#### List of tasks
1. According to the Python file-search tutorial, what does os.chdir(path) do?
2. Summarize the Python file-search tutorial in two sentences.
3. Write the next part of the Python file-search tutorial, picking up after its last line.

Searching Text in Multiple Files in Python

Searching Text in Multiple Files in Python

In this blog, we will search some text or string in the multiple files.

In [1]:
text = input("Please enter text: ")
Please enter text: machine
In [2]:
print(f"You have entered \"{text}\" word to search.")
You have entered "machine" word to search.

Get the current directory

OS module in Python provides functions for interacting with the operating system. OS, comes under Python’s standard utility modules. This module provides a portable way of using operating system dependent functionality.

In [3]:
import os

Get the current working directory

In [4]:
current_path = os.getcwd()
current_path
Out[4]:
'E:\\jupyter-notebook-workspace'

Declare the path, in which you want to search text

In [5]:
path = 'G:/data/input'
path
Out[5]:
'G:/data/input'

Create a function and list the directory

Create a function and change the directory in which you want to search text. After that list the directory and print the files.

os.chdir(path) - Change the current working directory to specified path.

os.listdir(path='.')

Return a list containing the names of the entries in the directory given by path. The list is in arbitrary order, and does not include the special entries '.' and '..' even if they are present in the directory. If a file is removed from or added to the directory during the call of this function, whether a name for that file be included is unspecified.

In [6]:
def searchText(path):
    
    os.chdir(path)
    files = os.listdir()
    print(files)
    pass

searchText(path)
['001-001-intent-recognition-with-bert.ipynb', '002-001-deploy-machine-learning-model-with-flask-on-heroku.ipynb', 'add-signup-form-in-react-native-mobile-app-part-7.ipynb', 'build-the-neural-network-with-pytorch.ipynb', 'call-graphql-api-in-react-native-mobile-app-part-5.ipynb', 'capture-date-phone-and-email-from-text-with-regular-expression-in-python.ipynb', 'classify-images-of-clothing-with-neural network.ipynb', 'color-and-shape.ipynb', 'samples']

We got the list of files and folders.

In [8]:
def searchText(path):
    
    os.chdir(path)
    files = os.listdir()
    #print(files)
    for file_name in files:
        print(file_name)
    pass

searchText(path)
001-001-intent-recognition-with-bert.ipynb
002-001-deploy-machine-learning-model-with-flask-on-heroku.ipynb
add-signup-form-in-react-native-mobile-app-part-7.ipynb
build-the-neural-network-with-pytorch.ipynb
call-graphql-api-in-react-native-mobile-app-part-5.ipynb
capture-date-phone-and-email-from-text-with-regular-expression-in-python.ipynb
classify-images-of-clothing-with-neural network.ipynb
color-and-shape.ipynb
samples

Get the absolute path of the file name

In [9]:
def searchText(path):
    
    os.chdir(path)
    files = os.listdir()
    #print(files)
    for file_name in files:
        #print(file_name)

#### Extracted records
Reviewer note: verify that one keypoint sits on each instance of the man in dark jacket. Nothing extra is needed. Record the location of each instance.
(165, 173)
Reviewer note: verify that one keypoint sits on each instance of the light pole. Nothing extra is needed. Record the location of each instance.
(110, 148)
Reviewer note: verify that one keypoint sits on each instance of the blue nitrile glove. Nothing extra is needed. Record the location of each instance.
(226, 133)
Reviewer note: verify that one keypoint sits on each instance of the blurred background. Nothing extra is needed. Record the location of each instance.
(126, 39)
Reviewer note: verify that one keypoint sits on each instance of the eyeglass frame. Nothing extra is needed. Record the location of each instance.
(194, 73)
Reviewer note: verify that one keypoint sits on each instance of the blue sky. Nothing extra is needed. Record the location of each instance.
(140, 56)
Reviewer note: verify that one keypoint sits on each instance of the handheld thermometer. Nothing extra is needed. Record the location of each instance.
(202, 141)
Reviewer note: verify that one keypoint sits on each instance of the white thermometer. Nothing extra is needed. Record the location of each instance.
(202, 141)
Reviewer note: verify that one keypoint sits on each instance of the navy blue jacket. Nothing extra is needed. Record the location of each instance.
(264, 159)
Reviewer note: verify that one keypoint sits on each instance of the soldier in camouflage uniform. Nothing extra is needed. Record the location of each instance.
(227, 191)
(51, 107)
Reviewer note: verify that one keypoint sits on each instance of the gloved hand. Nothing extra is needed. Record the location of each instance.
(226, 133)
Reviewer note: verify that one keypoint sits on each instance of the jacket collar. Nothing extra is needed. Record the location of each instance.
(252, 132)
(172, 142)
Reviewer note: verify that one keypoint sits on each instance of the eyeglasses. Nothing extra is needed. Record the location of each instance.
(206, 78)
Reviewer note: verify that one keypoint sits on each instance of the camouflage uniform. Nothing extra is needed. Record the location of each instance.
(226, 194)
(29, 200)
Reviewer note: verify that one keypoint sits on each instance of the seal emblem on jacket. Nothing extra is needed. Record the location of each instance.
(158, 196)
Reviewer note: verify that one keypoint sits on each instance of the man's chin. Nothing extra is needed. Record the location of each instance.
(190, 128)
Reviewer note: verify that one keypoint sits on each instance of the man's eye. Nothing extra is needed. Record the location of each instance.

#### In response
1. It changes the current working directory to the specified path.

2. The tutorial sets out to search for a string across multiple files in Python, first asking the user to enter the text to find. It uses the os module to get the current working directory, declares the path to search, and writes a function that changes to that path, lists its files and folders, and prints each name.

3.
        
        abs_path = os.path.abspath(file_name)
        print("Absolute path of the file:", abs_path)
    
    pass

searchText(path)
Absolute path of the file: G:\data\input\001-001-intent-recognition-with-bert.ipynb
Absolute path of the file: G:\data\input\002-001-deploy-machine-learning-model-with-flask-on-heroku.ipynb
Absolute path of the file: G:\data\input\add-signup-form-in-react-native-mobile-app-part-7.ipynb
Absolute path of the file: G:\data\input\build-the-neural-network-with-pytorch.ipynb
Absolute path of the file: G:\data\input\call-graphql-api-in-react-native-mobile-app-part-5.ipynb
Absolute path of the file: G:\data\input\capture-date-phone-and-email-from-text-with-regular-expression-in-python.ipynb
Absolute path of the file: G:\data\input\classify-images-of-clothing-with-neural network.ipynb
Absolute path of the file: G:\data\input\color-and-shape.ipynb
Absolute path of the file: G:\data\input\samples

You can see, we have samples folder. In that folder also, we have to list the files. For that we need to do recursive search.

If it is directory, search inside that

In [10]:
def searchText(path):
    
    os.chdir(path)
    files = os.listdir()
    #print(files)
    for file_name in files:
        #print(file_name)
        abs_path = os.path.abspath(file_name)
        print("Absolute path of the file: ", abs_path)
        
        if os.path.isdir(abs_path):
            searchText(abs_path)

    pass

searchText(path)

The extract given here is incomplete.